>> Begin
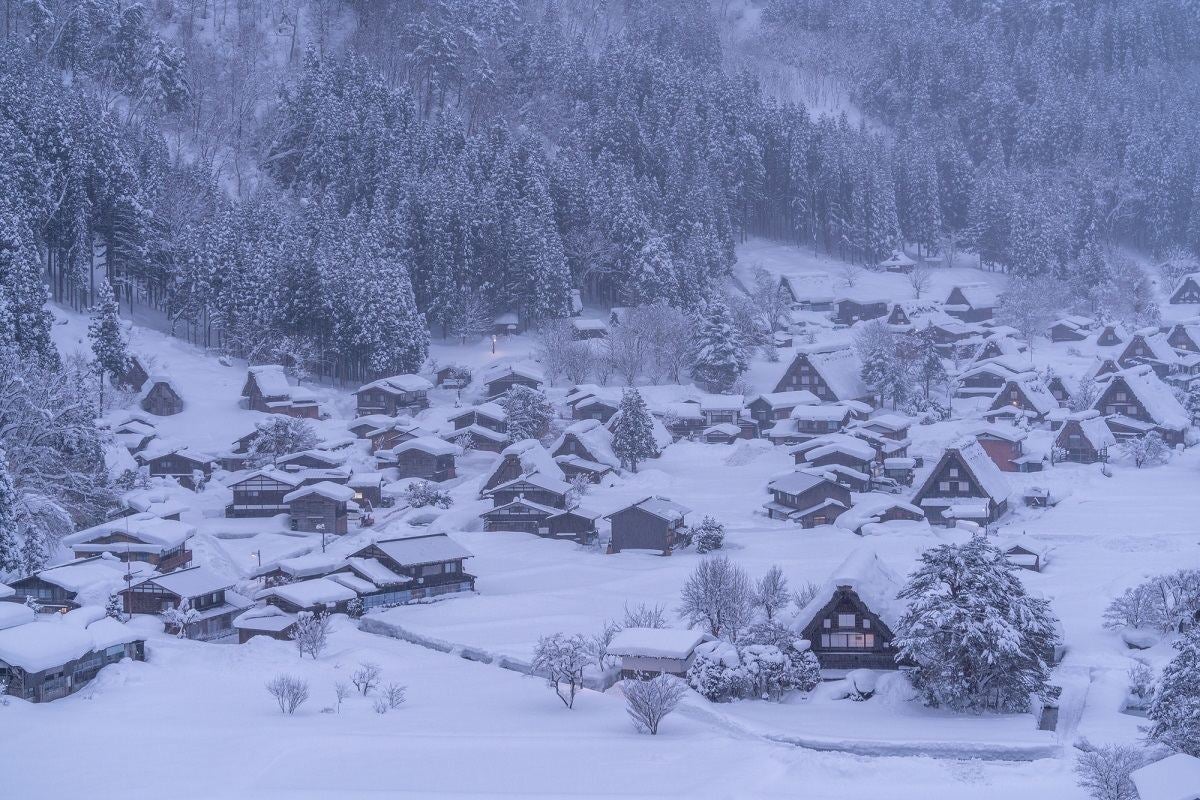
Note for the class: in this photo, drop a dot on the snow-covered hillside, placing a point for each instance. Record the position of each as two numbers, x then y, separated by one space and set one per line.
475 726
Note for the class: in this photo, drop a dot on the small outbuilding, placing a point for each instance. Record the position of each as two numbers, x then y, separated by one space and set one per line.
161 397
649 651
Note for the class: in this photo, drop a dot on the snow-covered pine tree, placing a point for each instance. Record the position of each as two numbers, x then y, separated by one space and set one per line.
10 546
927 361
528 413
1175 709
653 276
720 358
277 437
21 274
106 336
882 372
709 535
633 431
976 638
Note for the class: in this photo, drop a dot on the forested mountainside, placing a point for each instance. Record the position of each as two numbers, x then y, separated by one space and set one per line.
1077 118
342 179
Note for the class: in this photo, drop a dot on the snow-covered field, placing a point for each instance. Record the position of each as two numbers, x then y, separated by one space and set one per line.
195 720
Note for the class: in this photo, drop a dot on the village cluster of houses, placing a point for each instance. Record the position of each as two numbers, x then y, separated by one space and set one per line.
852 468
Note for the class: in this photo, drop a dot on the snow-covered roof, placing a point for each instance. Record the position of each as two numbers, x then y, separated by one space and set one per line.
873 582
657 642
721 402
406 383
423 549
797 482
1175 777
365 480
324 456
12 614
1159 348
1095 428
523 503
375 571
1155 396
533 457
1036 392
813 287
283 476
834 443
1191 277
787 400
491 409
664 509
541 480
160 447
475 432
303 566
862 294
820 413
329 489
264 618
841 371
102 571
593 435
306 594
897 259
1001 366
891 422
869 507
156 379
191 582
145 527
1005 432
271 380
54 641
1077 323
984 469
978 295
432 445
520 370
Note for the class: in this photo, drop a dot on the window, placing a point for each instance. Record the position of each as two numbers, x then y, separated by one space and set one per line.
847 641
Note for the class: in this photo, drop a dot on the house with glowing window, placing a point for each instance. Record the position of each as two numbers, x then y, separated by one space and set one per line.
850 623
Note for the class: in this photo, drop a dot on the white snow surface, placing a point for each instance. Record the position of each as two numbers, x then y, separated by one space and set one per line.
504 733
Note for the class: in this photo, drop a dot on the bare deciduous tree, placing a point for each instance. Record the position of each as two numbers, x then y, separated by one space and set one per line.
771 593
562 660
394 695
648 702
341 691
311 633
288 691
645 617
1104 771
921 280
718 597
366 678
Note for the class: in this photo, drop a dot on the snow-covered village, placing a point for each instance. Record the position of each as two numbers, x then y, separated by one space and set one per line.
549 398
>> End
>> Begin
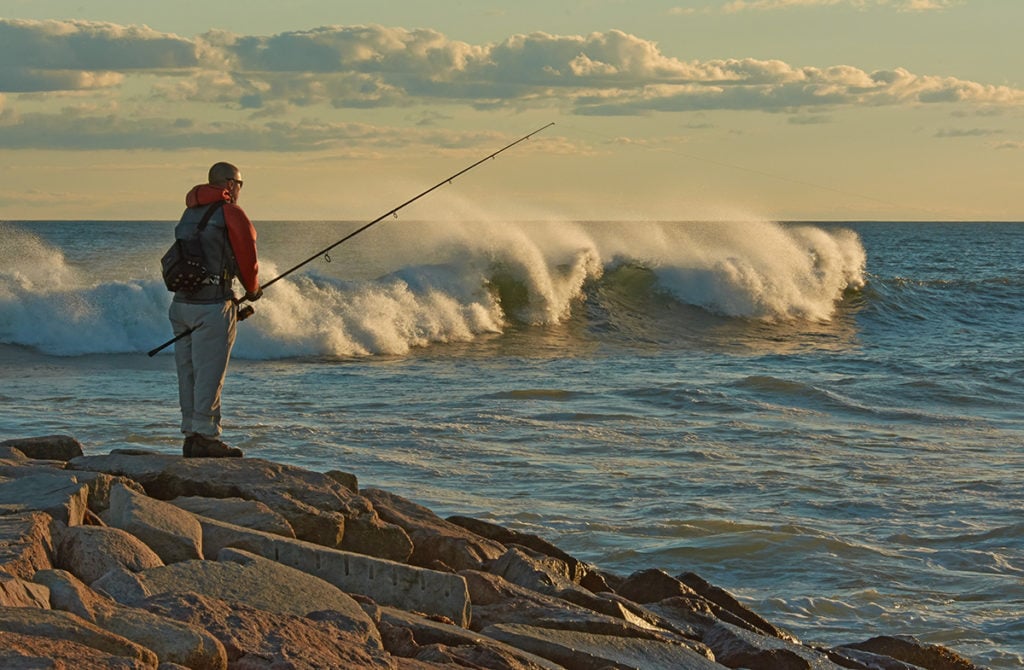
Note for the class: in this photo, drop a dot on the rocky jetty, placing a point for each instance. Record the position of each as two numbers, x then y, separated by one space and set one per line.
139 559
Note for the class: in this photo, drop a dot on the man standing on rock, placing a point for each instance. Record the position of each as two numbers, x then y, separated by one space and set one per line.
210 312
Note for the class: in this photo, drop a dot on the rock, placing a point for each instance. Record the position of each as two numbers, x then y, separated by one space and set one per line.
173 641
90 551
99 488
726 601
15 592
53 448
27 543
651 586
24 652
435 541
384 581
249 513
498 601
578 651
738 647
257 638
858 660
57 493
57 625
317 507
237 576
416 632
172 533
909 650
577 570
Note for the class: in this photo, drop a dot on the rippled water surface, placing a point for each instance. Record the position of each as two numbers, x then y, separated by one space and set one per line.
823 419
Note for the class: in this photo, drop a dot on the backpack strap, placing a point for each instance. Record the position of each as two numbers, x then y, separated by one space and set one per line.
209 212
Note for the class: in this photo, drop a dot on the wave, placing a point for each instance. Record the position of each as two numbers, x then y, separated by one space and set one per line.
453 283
>> End
What is expected:
Pull out every line of the entries above that contains the word "surface" and copy each one in full.

Result of the task:
Note for the class: in this photo, drop a dot on the white snow surface, placing a point for each instance. Record the position of each as two numbers, x then y, separated by one space and set one per line.
Note for the class: in this photo, drop a dot on the rippled water surface, placing a point for each instance. Record the position of each as two numbers, x then y, separated by one space and set one per line.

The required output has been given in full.